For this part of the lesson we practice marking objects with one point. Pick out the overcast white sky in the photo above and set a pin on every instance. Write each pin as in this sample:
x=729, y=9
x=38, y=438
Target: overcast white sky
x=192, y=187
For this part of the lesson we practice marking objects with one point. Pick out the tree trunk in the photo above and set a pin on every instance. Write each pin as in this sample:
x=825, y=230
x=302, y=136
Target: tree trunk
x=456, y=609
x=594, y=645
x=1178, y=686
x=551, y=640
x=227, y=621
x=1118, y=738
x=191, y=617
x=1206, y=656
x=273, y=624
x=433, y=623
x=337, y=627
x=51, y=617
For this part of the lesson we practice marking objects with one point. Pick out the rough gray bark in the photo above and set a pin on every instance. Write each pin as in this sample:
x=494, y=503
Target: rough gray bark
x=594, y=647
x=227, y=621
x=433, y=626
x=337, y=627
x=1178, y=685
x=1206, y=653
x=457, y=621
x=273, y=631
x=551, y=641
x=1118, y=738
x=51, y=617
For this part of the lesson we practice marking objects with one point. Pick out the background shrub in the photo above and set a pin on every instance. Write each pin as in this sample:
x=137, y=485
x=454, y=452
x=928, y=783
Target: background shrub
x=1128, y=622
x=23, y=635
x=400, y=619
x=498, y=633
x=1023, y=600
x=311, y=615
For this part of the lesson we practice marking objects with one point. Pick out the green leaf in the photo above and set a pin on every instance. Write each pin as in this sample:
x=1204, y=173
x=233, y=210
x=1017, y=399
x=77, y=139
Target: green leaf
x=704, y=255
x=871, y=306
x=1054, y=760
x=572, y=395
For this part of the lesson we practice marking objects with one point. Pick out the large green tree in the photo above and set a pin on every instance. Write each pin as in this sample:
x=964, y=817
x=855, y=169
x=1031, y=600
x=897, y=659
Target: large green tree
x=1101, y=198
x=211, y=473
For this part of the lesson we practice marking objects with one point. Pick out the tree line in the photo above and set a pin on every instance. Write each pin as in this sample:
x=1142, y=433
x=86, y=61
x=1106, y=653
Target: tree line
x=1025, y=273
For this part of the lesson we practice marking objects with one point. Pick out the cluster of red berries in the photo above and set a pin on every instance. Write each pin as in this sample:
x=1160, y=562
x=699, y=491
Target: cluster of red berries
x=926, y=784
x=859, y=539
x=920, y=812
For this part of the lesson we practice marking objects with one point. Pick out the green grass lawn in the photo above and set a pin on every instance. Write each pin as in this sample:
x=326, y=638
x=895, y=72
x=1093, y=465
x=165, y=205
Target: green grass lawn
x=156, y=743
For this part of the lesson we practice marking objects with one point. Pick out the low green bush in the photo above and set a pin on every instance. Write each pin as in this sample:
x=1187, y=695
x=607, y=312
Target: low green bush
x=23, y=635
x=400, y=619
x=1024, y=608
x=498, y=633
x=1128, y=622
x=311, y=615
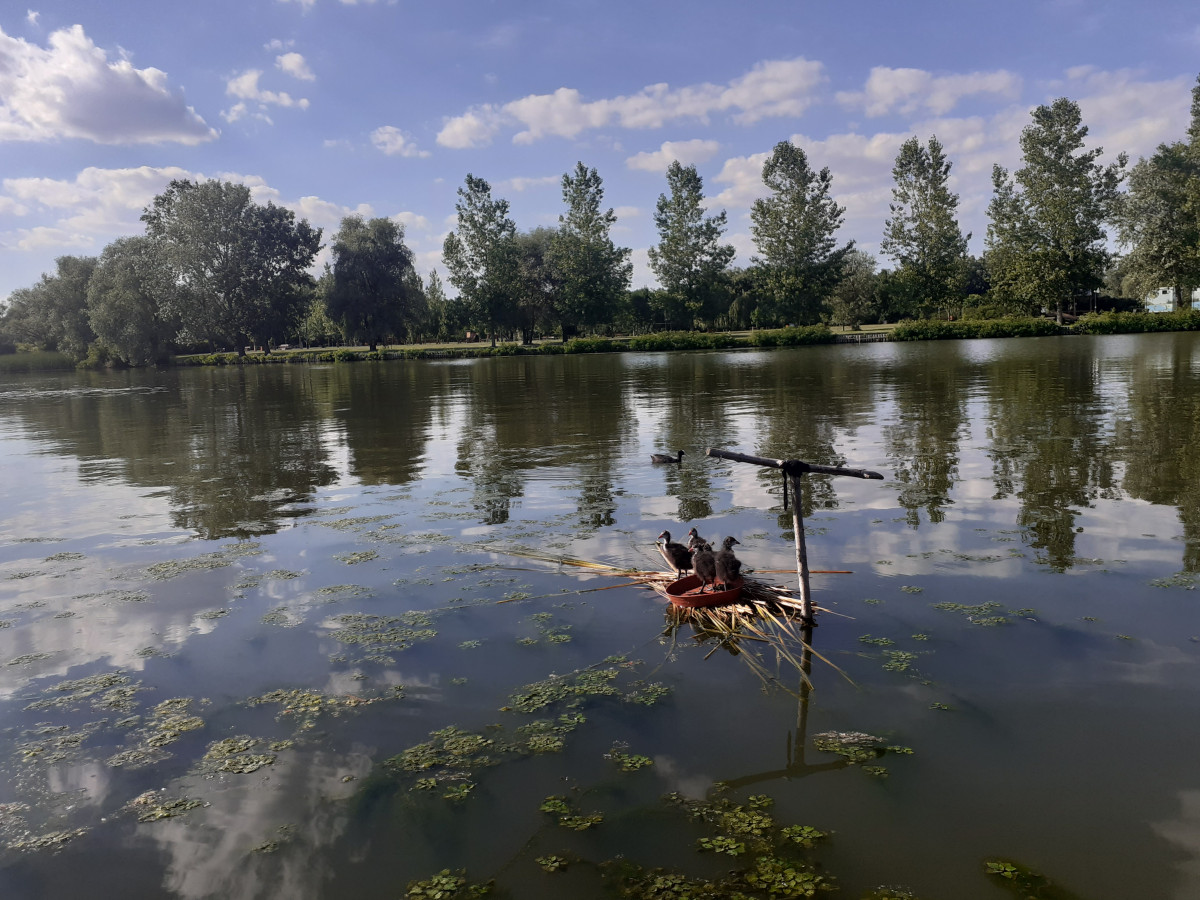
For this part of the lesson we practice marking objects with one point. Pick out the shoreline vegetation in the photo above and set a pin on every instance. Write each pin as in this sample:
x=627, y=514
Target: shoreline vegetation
x=1107, y=323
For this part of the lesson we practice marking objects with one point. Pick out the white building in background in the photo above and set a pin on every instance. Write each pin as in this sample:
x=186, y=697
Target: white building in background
x=1163, y=300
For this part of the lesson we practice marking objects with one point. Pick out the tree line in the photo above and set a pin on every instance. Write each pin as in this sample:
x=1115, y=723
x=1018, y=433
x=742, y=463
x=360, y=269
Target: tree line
x=216, y=270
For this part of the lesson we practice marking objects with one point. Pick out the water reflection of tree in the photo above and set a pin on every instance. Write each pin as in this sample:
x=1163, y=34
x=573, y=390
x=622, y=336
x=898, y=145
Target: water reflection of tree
x=1047, y=425
x=527, y=413
x=810, y=399
x=931, y=387
x=1162, y=432
x=233, y=448
x=385, y=412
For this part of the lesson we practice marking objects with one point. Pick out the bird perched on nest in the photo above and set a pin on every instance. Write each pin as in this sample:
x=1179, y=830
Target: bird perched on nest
x=677, y=556
x=703, y=562
x=729, y=567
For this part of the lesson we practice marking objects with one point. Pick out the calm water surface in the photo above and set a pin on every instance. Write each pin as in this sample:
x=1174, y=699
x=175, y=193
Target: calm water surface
x=232, y=600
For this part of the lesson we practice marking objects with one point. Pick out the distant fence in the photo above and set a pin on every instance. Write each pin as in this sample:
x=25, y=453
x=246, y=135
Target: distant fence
x=862, y=337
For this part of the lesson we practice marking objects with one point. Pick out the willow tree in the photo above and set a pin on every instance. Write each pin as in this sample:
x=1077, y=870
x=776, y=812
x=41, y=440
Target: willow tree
x=795, y=231
x=1047, y=237
x=375, y=292
x=922, y=235
x=240, y=268
x=690, y=261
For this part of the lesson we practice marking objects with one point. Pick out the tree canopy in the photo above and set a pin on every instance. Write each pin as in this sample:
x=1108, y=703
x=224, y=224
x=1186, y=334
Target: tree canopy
x=690, y=261
x=593, y=273
x=240, y=268
x=922, y=235
x=1045, y=237
x=795, y=231
x=481, y=255
x=375, y=292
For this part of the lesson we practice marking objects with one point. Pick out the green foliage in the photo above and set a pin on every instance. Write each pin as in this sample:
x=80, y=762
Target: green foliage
x=689, y=259
x=240, y=270
x=795, y=231
x=1013, y=327
x=587, y=345
x=1123, y=323
x=796, y=336
x=592, y=273
x=1045, y=238
x=682, y=341
x=375, y=292
x=923, y=234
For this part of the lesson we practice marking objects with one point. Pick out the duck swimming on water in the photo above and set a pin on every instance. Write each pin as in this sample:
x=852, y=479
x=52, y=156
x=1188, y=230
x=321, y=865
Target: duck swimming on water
x=667, y=457
x=677, y=556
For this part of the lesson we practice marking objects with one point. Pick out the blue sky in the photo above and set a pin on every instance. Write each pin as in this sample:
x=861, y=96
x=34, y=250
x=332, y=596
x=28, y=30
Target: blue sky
x=333, y=107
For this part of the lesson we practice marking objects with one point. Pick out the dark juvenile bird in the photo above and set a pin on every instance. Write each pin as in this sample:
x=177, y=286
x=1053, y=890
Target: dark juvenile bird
x=729, y=567
x=677, y=556
x=666, y=457
x=703, y=562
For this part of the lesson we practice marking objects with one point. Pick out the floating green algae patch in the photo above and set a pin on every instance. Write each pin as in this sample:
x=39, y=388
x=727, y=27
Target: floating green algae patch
x=390, y=633
x=216, y=559
x=105, y=690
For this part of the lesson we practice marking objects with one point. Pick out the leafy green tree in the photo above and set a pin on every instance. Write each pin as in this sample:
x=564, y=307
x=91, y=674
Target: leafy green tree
x=1158, y=217
x=481, y=255
x=923, y=234
x=372, y=293
x=540, y=285
x=853, y=299
x=241, y=269
x=129, y=303
x=53, y=313
x=1045, y=237
x=593, y=273
x=690, y=261
x=795, y=231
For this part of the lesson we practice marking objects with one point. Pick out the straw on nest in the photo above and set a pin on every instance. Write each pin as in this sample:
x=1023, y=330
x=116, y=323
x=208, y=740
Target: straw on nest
x=767, y=616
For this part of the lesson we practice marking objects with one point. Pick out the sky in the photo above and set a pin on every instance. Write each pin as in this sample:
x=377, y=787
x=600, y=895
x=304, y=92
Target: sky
x=383, y=107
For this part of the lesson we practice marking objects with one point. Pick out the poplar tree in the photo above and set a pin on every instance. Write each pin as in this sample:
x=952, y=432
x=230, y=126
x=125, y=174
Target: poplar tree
x=593, y=274
x=1159, y=217
x=923, y=235
x=481, y=255
x=690, y=261
x=795, y=231
x=1045, y=235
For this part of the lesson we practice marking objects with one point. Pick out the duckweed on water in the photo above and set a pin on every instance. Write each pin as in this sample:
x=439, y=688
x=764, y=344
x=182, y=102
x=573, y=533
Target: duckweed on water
x=216, y=559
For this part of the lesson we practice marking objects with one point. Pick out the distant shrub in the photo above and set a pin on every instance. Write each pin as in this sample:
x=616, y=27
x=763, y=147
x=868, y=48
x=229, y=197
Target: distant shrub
x=682, y=341
x=1009, y=327
x=1132, y=323
x=589, y=345
x=792, y=336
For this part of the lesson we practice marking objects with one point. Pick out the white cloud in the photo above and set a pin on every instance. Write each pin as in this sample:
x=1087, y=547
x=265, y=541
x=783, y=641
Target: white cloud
x=688, y=153
x=475, y=127
x=411, y=221
x=295, y=66
x=71, y=90
x=393, y=142
x=775, y=88
x=910, y=90
x=523, y=184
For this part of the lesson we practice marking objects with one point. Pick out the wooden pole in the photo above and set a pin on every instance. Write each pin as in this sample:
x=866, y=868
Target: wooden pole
x=802, y=551
x=792, y=471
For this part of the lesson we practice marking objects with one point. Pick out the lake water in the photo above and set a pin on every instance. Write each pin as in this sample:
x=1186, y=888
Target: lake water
x=289, y=631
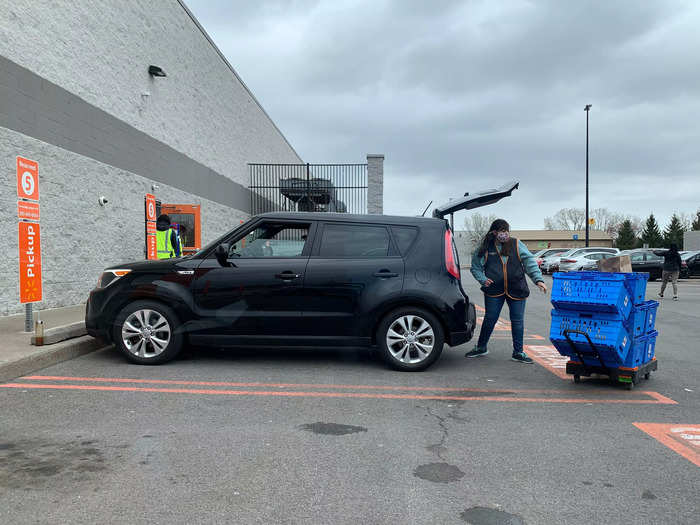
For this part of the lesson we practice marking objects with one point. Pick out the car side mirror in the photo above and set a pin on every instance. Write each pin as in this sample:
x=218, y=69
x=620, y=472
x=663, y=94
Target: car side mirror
x=221, y=254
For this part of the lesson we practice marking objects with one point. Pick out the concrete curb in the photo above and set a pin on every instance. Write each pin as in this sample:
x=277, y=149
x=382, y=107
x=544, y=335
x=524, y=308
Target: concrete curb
x=61, y=333
x=48, y=356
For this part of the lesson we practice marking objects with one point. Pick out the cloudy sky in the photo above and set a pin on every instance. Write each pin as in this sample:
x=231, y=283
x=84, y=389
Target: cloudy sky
x=465, y=95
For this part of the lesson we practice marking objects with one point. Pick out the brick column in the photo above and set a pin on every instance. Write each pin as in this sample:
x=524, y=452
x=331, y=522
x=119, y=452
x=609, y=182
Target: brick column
x=375, y=184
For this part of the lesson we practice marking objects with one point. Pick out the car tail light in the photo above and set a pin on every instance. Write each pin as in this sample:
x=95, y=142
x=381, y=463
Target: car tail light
x=450, y=256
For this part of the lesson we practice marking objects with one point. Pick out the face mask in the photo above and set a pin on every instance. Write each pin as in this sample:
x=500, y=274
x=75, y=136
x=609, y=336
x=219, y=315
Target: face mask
x=503, y=236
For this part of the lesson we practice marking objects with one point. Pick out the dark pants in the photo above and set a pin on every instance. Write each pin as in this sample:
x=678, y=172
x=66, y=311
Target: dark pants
x=493, y=311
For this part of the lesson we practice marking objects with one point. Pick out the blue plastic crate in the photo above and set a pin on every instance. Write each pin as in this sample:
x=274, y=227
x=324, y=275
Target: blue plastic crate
x=608, y=355
x=592, y=292
x=637, y=322
x=650, y=351
x=642, y=351
x=652, y=307
x=608, y=333
x=642, y=318
x=637, y=285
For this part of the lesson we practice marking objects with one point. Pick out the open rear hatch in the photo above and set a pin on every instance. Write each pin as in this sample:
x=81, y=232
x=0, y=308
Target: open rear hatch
x=475, y=200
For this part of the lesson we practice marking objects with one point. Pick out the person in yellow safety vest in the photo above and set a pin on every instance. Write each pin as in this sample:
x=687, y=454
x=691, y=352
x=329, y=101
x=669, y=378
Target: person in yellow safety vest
x=167, y=240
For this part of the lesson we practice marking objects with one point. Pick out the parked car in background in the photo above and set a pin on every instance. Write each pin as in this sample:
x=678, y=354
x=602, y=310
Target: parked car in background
x=645, y=260
x=690, y=264
x=551, y=264
x=583, y=262
x=547, y=252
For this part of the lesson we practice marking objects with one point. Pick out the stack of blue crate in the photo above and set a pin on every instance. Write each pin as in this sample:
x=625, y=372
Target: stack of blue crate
x=610, y=310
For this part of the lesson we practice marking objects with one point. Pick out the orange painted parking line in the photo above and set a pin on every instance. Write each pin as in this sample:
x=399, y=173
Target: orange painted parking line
x=548, y=357
x=364, y=395
x=254, y=384
x=681, y=438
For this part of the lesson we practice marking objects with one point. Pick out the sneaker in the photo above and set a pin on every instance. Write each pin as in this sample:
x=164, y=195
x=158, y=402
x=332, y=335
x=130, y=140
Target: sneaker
x=521, y=357
x=477, y=352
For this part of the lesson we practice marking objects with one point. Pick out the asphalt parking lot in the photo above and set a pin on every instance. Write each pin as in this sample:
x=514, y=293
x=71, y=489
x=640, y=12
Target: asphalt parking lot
x=332, y=436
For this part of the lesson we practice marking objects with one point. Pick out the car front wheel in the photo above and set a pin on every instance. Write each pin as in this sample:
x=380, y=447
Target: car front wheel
x=410, y=339
x=146, y=332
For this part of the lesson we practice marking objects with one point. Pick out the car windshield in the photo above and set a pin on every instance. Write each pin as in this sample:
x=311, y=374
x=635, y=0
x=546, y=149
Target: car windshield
x=218, y=240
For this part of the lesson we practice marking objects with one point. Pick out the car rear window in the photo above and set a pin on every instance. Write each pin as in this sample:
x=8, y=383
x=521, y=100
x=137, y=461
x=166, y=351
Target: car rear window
x=354, y=240
x=404, y=237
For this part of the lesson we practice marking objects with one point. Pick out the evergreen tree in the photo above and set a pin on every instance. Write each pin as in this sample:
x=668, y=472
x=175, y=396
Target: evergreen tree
x=696, y=222
x=651, y=235
x=626, y=240
x=673, y=234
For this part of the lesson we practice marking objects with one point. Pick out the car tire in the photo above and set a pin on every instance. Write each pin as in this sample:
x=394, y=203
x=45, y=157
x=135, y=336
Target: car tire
x=147, y=333
x=405, y=333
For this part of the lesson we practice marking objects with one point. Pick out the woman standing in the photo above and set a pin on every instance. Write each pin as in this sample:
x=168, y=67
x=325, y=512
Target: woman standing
x=671, y=270
x=500, y=264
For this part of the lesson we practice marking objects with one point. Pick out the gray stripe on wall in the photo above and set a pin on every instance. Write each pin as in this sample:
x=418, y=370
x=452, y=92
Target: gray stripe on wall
x=40, y=109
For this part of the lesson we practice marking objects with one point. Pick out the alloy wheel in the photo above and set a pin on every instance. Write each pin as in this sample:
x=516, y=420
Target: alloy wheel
x=410, y=339
x=146, y=333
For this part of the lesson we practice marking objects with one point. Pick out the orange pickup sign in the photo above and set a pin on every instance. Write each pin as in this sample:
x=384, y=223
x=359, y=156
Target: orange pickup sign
x=30, y=290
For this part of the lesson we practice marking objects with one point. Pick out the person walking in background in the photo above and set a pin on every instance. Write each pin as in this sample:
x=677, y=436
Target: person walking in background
x=167, y=240
x=671, y=270
x=500, y=265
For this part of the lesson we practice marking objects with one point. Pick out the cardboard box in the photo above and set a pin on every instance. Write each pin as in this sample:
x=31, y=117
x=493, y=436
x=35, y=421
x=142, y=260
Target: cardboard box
x=620, y=263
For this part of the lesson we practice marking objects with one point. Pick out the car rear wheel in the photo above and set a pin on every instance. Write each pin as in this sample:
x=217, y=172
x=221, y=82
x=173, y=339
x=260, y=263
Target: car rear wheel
x=410, y=339
x=147, y=333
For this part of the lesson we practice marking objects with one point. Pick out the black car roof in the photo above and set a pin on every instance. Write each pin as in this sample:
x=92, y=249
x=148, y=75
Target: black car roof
x=348, y=217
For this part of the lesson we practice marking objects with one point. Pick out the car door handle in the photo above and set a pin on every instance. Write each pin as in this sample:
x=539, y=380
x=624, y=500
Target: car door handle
x=287, y=276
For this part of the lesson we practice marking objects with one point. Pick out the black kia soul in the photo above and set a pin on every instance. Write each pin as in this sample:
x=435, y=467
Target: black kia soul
x=298, y=279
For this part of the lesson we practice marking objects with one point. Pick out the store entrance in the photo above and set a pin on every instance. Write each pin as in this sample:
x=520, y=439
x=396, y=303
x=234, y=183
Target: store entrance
x=186, y=219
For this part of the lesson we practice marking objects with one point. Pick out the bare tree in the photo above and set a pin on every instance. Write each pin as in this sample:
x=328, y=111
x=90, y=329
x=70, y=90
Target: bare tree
x=476, y=226
x=566, y=219
x=686, y=220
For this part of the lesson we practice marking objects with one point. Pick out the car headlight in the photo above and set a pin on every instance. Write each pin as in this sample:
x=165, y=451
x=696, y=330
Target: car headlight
x=109, y=276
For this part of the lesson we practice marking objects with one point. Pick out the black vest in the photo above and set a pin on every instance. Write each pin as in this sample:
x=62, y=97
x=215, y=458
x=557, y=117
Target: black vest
x=509, y=277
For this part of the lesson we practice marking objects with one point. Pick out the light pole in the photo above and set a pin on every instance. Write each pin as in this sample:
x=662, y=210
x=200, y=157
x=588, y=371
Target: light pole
x=587, y=109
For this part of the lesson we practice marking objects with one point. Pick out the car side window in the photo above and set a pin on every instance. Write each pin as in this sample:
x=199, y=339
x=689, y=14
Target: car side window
x=404, y=237
x=354, y=240
x=271, y=239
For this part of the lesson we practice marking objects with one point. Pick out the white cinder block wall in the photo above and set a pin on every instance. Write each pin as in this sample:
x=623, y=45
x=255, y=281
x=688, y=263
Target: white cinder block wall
x=73, y=85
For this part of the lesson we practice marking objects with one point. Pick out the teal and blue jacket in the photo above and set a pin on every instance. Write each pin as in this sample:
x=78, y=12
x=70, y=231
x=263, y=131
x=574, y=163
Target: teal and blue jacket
x=507, y=273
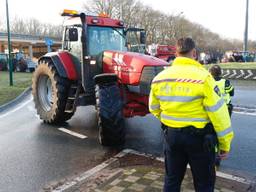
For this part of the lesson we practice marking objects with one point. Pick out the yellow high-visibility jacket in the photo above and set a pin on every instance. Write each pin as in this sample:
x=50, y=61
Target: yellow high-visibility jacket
x=225, y=90
x=185, y=94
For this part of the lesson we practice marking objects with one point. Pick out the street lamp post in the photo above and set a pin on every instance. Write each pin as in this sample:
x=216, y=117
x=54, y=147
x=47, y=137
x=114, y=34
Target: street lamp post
x=246, y=27
x=9, y=45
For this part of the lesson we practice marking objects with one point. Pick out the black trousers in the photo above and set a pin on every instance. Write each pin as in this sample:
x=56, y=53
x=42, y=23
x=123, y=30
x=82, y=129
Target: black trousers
x=182, y=148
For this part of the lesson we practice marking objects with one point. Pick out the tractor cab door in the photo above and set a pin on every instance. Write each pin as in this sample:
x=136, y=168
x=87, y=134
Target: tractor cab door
x=136, y=40
x=72, y=41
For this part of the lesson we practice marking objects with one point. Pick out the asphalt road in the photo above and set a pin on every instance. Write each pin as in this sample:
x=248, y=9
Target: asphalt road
x=245, y=92
x=34, y=155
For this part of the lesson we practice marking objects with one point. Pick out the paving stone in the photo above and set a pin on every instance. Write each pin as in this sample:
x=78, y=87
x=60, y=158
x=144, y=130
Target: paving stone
x=132, y=179
x=115, y=182
x=157, y=184
x=129, y=172
x=116, y=189
x=226, y=190
x=151, y=176
x=137, y=187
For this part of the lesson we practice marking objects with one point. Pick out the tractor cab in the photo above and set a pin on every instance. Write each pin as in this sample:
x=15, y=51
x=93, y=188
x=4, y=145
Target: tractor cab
x=96, y=66
x=100, y=33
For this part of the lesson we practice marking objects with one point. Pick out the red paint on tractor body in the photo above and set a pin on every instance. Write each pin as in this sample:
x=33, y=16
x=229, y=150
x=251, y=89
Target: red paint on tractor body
x=66, y=60
x=128, y=65
x=97, y=21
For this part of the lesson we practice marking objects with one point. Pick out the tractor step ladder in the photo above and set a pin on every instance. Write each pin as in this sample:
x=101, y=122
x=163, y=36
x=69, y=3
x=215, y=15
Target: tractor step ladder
x=72, y=98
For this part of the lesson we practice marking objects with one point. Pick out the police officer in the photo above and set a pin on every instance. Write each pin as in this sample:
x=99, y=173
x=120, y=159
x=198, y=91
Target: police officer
x=226, y=88
x=185, y=98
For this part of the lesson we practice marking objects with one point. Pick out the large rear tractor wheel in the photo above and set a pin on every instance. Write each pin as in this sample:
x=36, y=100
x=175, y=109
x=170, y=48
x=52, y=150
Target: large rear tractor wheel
x=109, y=108
x=50, y=92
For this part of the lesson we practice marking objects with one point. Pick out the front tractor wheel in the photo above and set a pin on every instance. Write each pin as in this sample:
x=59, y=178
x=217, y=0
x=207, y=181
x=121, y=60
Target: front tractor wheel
x=109, y=108
x=50, y=92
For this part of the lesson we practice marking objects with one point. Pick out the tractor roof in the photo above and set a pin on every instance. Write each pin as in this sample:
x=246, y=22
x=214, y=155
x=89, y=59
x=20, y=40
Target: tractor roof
x=95, y=21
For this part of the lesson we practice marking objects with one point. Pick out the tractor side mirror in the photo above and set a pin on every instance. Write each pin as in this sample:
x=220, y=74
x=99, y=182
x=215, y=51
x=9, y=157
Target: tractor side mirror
x=142, y=37
x=73, y=34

*To do*. Give the lines exactly as they stand, from the line with "the large rear" through the end of the material.

*Completed task*.
For this part of the lesson we practice marking objects with one point. Pick out the large rear tractor wheel in the photo above and set a pin on every instance. Write each pin as in this sample:
x=36, y=100
x=175, y=109
x=170, y=48
x=52, y=150
Target: large rear tractor wheel
x=109, y=108
x=50, y=92
For this part of the lesson we practice marking objects with one point. Pick out the front tractor wheel in the photo above and set a pin on every instance. Write each pin as in this sample:
x=59, y=178
x=217, y=0
x=207, y=181
x=121, y=60
Target: front tractor wheel
x=109, y=108
x=50, y=92
For this part of the lesson we practice marking objects with one point. Pick out the tractor roof in the photo above and set a pin on every instance. Write each pin as in this sample:
x=246, y=22
x=214, y=155
x=89, y=59
x=20, y=40
Target: tractor roof
x=95, y=21
For this part of the lesson we practice marking objects with one point. Pick out the tractor side mirror in the photo above and set a pin on every instance. Write each pin as in this sample:
x=220, y=74
x=99, y=182
x=215, y=51
x=9, y=157
Target: tractor side mirror
x=142, y=37
x=73, y=34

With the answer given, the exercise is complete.